Marianne Bjørnmyr (b. 1986, Bodø) lives and works in Bodø. Bjørnmyr completed her MA in Photography from University of the Arts London in 2016. Solo exhibitions include Buskerud kunstsenter, Drammen (2021), Stormen kunst/Dáddja, Bodø (2021), Nordnorsk kunstsenter, Svolvær (2020) and Reykjavik Museum of Photography (2016). Her work has also been shown at Peckham24, London (2019), Unseen Photofestival, Amsterdam (2019), Kunstquartier Bethanien, Berlin (2016) amongst others. Her work is held in public collections like The North Norwegian Art Museum and The Arctic University of Norway (KORO). In collaboration with Dan Mariner, Marianne runs the artist-driven space NOUA in Bodø.
MELK is excited to present Marianne Bjørnmyr’s first solo show at the gallery titled Epitaph.
____
**Exercise task**
Check each statement against the artist biography above and answer yes or no, quoting the words that settle it: (a) Bjørnmyr earned her MA in Photography in 2016; (b) her solo show in Svolvær was held in 2021; (c) she runs NOUA by herself.

**Data provided**
____
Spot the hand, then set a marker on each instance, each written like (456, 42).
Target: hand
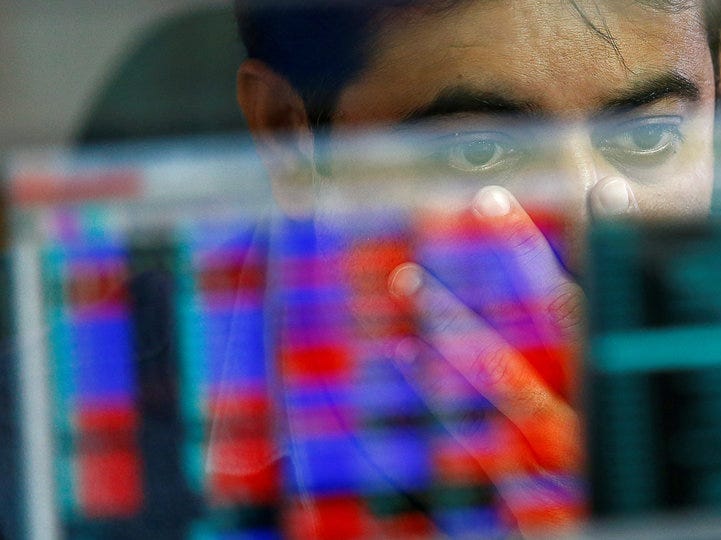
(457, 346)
____
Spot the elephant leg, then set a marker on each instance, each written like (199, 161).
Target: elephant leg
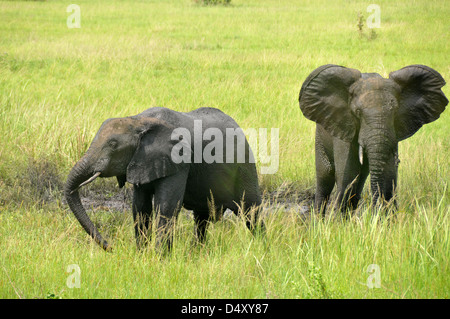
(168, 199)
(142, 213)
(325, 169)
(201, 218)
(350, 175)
____
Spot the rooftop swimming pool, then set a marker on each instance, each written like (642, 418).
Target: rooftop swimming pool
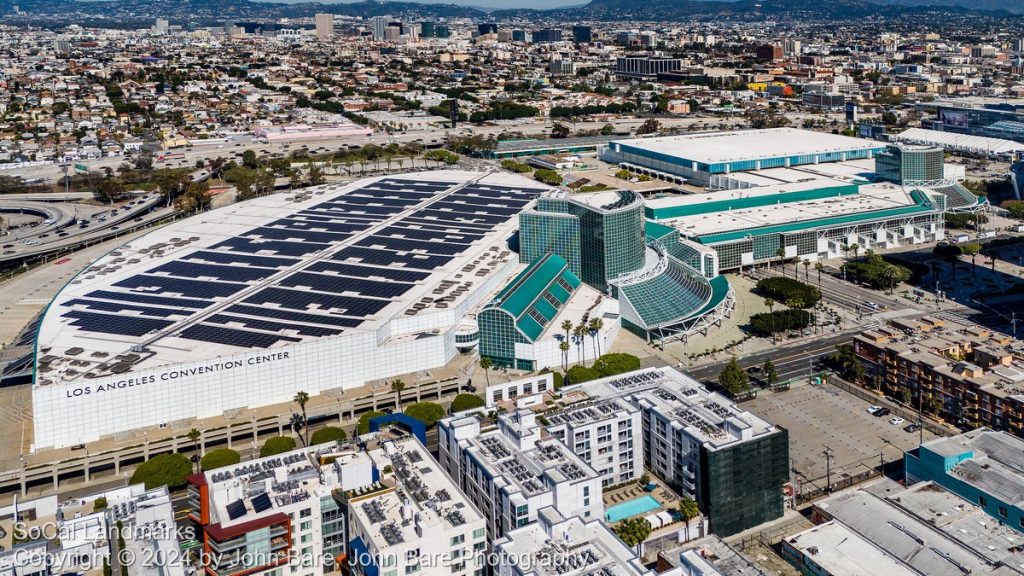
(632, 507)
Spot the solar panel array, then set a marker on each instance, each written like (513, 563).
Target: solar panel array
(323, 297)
____
**Solution**
(a) Yes: "Bjørnmyr completed her MA in Photography from University of the Arts London in 2016."
(b) No: "Nordnorsk kunstsenter, Svolvær (2020)"
(c) No: "In collaboration with Dan Mariner, Marianne runs the artist-driven space NOUA in Bodø."